## [REQUIREMENT]
Copy out each of the rows below, character for character, with no changes.

Stored data
════════════════

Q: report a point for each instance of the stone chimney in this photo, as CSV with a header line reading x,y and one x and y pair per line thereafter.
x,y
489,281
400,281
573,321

════════════════

## [RESULT BELOW]
Q: report a point for each instance of the stone chimney in this photo, as CSV with a header line reading x,y and one x and y pair per line thereafter.
x,y
489,281
400,281
573,321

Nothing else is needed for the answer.